Dataset records:
════════════════

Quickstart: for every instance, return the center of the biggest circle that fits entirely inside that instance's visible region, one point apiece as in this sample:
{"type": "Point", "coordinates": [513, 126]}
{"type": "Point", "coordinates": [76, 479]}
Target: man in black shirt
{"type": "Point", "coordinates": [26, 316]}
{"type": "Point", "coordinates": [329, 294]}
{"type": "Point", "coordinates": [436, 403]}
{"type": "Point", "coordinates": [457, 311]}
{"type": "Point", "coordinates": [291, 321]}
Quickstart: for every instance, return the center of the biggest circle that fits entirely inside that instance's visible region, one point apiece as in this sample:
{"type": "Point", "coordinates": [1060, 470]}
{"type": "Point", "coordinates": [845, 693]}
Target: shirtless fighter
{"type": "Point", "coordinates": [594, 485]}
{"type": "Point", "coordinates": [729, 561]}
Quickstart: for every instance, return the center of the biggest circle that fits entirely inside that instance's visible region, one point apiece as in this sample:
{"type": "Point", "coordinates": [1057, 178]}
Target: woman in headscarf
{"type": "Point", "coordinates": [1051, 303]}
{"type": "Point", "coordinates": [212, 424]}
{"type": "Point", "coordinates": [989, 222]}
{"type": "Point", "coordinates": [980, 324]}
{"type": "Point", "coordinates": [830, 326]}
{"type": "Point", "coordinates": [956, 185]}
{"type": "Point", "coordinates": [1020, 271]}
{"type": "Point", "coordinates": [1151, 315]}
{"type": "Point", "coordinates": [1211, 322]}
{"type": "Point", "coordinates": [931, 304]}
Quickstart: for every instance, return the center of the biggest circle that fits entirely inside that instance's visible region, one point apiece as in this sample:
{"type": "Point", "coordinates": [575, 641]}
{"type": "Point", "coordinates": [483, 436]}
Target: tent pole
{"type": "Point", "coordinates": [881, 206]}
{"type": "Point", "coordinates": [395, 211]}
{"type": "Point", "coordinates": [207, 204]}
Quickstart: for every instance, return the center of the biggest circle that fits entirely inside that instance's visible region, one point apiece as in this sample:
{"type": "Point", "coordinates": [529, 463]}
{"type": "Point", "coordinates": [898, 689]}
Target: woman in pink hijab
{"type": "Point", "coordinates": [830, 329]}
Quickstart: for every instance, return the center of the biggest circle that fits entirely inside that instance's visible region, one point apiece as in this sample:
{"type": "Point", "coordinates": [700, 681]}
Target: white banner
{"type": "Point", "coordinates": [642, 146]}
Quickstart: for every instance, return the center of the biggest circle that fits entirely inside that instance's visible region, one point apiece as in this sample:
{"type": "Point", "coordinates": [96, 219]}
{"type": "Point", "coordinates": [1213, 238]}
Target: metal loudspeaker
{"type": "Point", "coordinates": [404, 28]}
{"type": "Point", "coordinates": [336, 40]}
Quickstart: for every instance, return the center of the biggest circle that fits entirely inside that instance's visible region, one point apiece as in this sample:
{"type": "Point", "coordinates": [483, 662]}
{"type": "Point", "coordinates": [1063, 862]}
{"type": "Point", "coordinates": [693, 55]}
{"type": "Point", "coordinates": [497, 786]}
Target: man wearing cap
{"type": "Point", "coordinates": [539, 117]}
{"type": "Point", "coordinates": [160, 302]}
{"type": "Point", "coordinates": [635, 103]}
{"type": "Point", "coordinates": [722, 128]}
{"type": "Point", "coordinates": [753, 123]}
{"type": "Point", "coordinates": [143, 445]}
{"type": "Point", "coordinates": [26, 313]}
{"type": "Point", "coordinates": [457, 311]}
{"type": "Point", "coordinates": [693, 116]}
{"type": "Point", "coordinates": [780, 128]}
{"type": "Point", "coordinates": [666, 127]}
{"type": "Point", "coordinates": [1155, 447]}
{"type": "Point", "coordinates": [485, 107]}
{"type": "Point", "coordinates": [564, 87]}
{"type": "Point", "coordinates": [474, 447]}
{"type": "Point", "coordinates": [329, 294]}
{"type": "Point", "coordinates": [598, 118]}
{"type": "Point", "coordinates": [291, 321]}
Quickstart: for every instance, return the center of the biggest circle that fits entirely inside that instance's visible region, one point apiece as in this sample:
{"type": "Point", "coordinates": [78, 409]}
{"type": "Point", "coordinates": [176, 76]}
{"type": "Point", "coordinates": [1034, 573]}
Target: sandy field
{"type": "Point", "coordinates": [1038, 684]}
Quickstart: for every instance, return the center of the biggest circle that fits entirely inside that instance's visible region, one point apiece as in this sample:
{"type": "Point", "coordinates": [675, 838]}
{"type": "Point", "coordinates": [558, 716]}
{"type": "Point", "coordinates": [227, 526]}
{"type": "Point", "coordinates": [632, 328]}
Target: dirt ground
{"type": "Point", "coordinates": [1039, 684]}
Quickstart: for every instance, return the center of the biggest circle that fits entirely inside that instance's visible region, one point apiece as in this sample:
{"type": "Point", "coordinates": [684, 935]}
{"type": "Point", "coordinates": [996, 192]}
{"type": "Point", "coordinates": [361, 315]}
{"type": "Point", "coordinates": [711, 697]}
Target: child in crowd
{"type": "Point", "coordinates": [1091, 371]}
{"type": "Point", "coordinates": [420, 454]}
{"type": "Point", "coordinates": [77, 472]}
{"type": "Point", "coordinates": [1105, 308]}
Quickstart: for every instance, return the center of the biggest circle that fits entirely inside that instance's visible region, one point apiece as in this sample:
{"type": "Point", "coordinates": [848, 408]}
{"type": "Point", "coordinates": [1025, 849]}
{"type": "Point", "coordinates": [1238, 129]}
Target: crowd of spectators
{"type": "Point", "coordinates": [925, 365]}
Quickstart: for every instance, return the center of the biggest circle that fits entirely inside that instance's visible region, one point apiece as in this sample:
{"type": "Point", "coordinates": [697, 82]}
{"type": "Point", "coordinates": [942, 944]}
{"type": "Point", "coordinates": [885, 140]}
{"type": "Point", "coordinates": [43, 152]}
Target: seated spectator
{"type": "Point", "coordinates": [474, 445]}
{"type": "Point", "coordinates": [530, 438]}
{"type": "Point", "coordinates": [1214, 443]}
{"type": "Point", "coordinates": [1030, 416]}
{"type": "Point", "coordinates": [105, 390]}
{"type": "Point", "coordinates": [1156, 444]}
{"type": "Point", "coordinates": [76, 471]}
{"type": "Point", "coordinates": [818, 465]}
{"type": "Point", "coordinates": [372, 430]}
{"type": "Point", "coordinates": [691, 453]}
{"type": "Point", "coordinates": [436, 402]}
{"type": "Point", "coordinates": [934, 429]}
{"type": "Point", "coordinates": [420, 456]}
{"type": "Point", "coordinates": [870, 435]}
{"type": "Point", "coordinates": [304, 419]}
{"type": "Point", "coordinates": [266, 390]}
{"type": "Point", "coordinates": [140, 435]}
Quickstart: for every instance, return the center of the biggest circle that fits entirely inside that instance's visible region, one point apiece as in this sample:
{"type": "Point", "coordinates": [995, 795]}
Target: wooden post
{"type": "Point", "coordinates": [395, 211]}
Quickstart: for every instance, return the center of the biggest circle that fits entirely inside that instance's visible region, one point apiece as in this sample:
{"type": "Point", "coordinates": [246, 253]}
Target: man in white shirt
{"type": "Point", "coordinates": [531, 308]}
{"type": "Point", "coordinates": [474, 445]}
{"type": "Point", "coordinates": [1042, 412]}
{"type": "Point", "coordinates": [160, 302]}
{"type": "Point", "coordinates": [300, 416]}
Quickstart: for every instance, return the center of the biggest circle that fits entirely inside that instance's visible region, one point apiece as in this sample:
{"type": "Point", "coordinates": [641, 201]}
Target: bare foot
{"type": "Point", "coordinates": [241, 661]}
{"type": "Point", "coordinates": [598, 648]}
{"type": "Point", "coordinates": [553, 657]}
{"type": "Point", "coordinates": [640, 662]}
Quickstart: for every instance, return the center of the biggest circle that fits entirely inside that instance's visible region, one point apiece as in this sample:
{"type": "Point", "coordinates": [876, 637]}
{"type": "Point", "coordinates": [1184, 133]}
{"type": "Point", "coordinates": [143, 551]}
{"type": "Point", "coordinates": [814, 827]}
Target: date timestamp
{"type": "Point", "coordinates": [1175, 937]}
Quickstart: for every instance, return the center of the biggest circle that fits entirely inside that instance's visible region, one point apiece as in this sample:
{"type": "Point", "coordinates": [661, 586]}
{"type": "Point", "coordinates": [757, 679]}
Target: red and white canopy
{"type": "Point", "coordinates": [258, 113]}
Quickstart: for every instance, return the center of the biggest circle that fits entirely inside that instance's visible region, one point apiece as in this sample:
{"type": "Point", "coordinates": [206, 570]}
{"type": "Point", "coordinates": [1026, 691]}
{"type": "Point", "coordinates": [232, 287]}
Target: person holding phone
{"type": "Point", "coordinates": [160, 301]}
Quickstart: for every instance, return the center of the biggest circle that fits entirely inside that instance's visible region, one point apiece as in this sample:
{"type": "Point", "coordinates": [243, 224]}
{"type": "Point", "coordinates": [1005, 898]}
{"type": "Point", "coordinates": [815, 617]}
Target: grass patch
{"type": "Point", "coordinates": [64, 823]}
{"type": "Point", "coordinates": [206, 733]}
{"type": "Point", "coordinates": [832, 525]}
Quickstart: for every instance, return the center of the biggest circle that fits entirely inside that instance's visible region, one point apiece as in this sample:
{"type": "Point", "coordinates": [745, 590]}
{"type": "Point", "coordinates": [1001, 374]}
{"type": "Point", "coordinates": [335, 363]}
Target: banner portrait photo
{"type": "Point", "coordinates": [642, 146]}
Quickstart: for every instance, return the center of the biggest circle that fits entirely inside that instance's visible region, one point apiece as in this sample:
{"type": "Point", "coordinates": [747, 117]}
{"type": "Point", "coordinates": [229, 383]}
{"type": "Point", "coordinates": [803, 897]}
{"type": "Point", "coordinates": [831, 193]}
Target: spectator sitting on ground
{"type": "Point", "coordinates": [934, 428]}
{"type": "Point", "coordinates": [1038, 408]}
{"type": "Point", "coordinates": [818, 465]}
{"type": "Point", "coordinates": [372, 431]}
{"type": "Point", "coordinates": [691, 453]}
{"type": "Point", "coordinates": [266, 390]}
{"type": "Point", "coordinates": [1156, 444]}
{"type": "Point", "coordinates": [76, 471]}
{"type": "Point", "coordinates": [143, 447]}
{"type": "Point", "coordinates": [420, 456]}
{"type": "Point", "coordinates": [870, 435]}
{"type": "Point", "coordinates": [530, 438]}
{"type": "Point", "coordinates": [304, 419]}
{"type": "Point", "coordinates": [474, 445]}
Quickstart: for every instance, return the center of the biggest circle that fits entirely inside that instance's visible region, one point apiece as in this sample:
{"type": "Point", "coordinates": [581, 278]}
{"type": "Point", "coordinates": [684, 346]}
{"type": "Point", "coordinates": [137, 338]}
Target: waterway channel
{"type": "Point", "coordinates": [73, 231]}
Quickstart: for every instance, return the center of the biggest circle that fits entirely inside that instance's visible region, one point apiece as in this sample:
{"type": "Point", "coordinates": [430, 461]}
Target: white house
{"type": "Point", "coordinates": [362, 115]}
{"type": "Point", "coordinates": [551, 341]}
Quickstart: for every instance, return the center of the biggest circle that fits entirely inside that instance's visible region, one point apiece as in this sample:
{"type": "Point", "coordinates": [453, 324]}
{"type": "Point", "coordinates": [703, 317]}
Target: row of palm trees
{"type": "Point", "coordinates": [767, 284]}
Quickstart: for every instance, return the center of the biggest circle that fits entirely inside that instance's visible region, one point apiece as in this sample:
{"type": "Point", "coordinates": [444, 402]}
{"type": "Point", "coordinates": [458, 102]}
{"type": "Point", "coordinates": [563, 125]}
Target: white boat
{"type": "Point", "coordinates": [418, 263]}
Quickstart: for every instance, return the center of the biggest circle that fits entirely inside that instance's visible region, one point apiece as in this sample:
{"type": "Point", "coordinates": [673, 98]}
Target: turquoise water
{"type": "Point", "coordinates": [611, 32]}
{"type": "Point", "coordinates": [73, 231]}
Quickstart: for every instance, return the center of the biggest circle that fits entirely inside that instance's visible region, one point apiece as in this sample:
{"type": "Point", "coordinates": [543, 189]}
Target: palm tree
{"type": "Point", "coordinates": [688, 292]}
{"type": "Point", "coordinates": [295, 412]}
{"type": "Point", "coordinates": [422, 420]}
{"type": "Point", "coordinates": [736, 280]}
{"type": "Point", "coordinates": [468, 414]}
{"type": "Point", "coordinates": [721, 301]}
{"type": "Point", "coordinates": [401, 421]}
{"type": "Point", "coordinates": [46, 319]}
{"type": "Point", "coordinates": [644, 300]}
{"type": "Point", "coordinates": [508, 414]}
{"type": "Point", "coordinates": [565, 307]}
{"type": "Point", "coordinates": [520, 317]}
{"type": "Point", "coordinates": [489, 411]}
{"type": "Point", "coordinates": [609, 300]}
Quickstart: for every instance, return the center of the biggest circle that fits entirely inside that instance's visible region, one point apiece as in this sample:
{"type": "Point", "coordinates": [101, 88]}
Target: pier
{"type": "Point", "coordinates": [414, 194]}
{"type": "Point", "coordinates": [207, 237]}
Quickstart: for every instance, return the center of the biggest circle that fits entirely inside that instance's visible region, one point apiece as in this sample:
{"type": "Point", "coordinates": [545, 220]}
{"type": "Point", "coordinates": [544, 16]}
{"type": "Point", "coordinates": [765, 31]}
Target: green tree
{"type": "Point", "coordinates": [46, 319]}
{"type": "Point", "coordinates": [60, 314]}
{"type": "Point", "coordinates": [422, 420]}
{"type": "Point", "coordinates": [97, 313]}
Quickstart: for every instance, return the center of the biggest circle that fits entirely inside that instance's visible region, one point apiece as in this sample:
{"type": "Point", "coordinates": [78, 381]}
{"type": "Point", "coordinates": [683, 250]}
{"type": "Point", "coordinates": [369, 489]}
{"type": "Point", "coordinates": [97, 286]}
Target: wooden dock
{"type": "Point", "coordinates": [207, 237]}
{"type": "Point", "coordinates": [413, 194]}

════════════════

Collect every line in the items above that contains the word "crowd".

# [Response for this exercise]
Target: child in crowd
Target: crowd of spectators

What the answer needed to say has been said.